------ RECORDS PROVIDED

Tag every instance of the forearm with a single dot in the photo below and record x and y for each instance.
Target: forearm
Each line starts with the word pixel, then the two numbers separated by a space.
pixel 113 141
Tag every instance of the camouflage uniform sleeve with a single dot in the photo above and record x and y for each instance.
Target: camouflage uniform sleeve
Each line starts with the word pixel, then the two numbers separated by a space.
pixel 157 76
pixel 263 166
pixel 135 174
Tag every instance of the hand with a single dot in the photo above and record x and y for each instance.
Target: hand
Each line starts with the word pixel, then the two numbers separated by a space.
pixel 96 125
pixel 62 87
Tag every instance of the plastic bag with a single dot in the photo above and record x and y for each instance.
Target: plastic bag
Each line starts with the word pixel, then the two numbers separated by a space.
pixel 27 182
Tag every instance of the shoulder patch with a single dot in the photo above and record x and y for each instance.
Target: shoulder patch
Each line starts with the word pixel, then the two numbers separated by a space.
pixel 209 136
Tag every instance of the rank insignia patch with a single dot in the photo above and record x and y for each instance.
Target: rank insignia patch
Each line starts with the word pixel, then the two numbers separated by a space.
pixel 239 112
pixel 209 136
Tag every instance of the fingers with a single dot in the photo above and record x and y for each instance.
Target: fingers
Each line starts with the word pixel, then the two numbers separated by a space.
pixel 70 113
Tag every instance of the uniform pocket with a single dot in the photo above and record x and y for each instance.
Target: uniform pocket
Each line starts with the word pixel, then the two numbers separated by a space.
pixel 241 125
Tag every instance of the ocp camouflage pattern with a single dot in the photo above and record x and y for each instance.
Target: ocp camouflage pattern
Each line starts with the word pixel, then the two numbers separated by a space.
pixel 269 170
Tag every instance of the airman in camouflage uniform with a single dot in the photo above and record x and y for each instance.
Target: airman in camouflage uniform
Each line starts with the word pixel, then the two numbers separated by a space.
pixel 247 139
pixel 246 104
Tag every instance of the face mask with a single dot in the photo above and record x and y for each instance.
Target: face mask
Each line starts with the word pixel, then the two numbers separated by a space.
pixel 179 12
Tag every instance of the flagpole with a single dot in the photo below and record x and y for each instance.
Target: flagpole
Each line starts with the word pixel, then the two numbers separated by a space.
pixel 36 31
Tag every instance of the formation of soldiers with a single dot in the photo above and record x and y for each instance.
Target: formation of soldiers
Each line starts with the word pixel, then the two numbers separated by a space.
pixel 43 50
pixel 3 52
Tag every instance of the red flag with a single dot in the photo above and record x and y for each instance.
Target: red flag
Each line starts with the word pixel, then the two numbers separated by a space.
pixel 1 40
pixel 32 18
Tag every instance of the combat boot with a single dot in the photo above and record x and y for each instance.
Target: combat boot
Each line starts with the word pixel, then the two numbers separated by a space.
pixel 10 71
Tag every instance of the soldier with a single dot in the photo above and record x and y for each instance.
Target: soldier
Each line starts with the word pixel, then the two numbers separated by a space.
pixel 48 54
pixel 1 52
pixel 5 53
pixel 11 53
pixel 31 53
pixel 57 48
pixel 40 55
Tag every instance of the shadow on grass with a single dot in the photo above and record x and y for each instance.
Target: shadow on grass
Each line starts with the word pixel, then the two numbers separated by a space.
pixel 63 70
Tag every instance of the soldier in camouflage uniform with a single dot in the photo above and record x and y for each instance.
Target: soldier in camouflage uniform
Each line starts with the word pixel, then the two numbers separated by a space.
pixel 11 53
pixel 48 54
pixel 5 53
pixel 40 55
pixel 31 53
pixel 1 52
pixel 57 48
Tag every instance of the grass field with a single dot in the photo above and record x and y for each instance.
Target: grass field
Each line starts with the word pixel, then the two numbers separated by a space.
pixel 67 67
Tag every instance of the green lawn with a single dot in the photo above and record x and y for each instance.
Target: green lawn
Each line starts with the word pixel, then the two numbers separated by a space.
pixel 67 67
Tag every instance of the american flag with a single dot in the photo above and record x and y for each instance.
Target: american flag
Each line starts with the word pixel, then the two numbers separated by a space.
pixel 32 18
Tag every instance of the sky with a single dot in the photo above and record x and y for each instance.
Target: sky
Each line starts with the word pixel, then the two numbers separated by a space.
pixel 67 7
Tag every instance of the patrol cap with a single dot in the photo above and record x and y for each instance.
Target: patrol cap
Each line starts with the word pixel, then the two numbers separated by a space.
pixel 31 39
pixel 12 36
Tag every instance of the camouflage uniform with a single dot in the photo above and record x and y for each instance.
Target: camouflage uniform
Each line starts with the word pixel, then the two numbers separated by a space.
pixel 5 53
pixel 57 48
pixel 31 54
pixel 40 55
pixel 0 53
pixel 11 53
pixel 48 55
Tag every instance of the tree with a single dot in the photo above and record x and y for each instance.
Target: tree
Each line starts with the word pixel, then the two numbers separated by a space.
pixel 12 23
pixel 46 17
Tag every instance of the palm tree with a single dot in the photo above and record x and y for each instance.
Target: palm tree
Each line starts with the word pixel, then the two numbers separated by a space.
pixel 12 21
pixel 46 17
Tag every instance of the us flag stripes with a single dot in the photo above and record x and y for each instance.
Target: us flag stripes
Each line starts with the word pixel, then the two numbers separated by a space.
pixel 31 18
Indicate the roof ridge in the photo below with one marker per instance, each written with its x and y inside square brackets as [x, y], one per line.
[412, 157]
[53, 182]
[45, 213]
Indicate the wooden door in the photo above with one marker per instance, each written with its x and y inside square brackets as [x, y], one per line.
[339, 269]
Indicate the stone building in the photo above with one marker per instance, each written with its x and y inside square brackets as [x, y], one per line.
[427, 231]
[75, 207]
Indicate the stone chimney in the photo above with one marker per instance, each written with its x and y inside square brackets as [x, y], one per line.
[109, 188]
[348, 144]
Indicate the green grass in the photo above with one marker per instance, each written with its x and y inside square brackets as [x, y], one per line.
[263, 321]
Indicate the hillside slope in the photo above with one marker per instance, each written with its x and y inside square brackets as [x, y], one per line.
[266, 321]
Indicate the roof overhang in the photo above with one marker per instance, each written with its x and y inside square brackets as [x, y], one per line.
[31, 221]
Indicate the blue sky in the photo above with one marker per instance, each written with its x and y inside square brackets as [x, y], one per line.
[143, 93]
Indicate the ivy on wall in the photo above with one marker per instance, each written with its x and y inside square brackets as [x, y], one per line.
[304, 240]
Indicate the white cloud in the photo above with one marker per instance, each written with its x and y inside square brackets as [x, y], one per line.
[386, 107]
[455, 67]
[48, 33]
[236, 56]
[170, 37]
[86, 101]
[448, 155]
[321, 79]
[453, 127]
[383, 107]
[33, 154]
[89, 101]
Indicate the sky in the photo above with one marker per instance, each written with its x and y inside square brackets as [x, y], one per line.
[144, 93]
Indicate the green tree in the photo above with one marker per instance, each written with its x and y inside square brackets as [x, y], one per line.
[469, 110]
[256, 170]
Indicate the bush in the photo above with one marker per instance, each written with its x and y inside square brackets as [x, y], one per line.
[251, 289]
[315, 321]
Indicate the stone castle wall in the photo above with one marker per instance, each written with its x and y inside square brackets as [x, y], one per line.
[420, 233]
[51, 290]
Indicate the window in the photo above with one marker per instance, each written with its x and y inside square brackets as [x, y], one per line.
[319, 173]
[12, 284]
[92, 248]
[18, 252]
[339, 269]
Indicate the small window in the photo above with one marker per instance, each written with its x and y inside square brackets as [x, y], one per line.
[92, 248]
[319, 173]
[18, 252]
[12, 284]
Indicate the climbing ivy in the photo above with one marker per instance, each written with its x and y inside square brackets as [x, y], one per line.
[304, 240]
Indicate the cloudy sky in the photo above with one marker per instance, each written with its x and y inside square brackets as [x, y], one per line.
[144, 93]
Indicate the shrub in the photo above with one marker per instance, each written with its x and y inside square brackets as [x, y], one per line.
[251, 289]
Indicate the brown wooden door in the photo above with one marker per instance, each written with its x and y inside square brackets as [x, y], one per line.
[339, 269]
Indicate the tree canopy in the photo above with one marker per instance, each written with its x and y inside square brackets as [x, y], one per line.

------------

Copy out, exactly and alone, the lines of the entries above between the ones holding "Target: shadow on grass" and "Target: soldier in camouflage uniform", inclusive.

Target: shadow on grass
Each line starts with the word pixel, then the two numbers separated by a space.
pixel 63 70
Tag every instance of the soldier in camouflage uniform with a single dot in the photo above and record x and y for each instance.
Target: soldier in camouflage uniform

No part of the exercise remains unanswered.